### WHAT TO DO
Copy the following data line for line, with no changes.
++++ RECORD EXCERPTS ++++
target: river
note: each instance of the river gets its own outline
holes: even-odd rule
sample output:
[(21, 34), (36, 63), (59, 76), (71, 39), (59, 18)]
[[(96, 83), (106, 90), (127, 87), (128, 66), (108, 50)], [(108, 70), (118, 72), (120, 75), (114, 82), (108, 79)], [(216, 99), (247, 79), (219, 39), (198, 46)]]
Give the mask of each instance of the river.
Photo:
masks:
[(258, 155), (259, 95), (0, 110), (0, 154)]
++++
### EXERCISE ANSWER
target: river
note: each instance of the river gets its own outline
holes: even-odd rule
sample output:
[(21, 34), (36, 63), (59, 76), (71, 39), (59, 18)]
[[(96, 83), (106, 90), (127, 87), (128, 66), (108, 50)], [(108, 70), (118, 72), (120, 75), (114, 82), (108, 79)], [(216, 99), (247, 79), (219, 39), (198, 46)]]
Give the mask of each instance of the river.
Photo:
masks:
[(258, 155), (259, 95), (0, 110), (0, 154)]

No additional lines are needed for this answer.